# DETALLES DEL PROBLEMA
Prosigue la columna sobre la moratoria de la deuda pública para combatir la pobreza a partir de su última oración.

No es frecuente que a los funcionarios del Estado se les publique con regularidad una columna. El “suscrito” ha gozado de este privilegio durante buena parte del actual mandato presidencial. He procurado ejercerlo para debatir temas de interés público sin hacer propaganda a favor del Gobierno. Ahora, en plena campaña electoral, se que estoy obligado a escribir con singular prudencia para no ser acusado de violar la norma que me prohíbe intervenir en la política partidista.

Pero como entiendo que lo anterior no impide que emita opiniones sobre cuestiones políticas en la acepción amplia del término; es decir sobre las que tienen que ver con la gestión de los asuntos que conciernen a la sociedad, abordaré una propuesta, formulada por un grupo de parlamentarios, para combatir la pobreza. Se trataría de decretar una moratoria de la deuda pública de la Nación con el fin de destinar los recursos así liberados a programas focalizados en sectores deprimidos de la comunidad, incluyendo, sin duda, subsidios directos.

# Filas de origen
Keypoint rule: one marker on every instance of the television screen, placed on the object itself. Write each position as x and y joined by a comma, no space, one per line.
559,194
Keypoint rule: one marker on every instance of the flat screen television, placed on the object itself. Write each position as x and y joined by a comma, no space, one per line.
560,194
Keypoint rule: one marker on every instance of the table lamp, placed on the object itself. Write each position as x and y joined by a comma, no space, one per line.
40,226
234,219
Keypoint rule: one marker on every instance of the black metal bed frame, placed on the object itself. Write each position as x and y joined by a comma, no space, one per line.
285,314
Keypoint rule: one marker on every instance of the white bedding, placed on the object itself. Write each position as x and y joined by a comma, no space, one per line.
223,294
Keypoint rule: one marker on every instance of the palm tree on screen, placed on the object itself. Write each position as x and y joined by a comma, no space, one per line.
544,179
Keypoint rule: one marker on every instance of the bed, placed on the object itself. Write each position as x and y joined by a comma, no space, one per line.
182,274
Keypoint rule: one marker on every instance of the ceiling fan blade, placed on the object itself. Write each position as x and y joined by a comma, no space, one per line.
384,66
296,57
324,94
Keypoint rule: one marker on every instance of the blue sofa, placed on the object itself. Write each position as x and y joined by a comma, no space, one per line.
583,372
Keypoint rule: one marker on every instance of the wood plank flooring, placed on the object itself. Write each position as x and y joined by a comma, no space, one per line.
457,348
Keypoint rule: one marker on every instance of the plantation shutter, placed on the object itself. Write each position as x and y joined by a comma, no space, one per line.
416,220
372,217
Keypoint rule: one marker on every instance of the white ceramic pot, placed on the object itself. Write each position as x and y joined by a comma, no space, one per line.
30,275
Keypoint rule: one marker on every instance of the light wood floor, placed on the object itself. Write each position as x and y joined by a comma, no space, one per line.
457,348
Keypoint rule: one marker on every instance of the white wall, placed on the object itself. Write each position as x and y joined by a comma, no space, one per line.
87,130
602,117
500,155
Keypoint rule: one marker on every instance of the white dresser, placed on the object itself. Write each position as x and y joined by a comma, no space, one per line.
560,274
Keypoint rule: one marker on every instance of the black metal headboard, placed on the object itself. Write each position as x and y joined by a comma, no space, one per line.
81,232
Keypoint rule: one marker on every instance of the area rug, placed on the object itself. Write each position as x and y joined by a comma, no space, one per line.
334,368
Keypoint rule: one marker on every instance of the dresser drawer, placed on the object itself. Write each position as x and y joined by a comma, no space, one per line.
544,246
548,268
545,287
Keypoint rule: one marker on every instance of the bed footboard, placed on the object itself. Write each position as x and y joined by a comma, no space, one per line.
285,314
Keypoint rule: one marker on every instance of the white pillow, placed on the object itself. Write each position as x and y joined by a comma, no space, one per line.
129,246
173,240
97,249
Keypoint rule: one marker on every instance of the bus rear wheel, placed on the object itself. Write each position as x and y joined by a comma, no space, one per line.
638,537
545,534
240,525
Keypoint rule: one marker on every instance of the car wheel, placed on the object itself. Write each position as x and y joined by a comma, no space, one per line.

# RESULTADO DEL EJERCICIO
La iniciativa suena bien. Si bien hay discrepancias sobre la forma correcta de medir la pobreza, y así ella se haya reducido en los últimos años, es incuestionable que algo así como el 18% de la población total se encuentra en la miseria mientras que más de la mitad padece de pobreza. De otro lado, sacudirnos de la deuda generaría abundantes recursos fiscales: en el 2004 su atención comprometió el 79% de los ingresos corrientes del Presupuesto Nacional. Con base en esta cifra es fácil calcular el número de raciones alimenticias diarias que podrían otorgarse, o de viviendas que sería posible construir cada año, en beneficio, desde luego, de los que nada o poco tienen.

¿Por qué, pues, no parar en seco el taxímetro de la deuda financiera y destinar ese dinero a pagar la “deuda social”? Respóndalo usted, amable lector. Aquí tiene algunos elementos de juicio.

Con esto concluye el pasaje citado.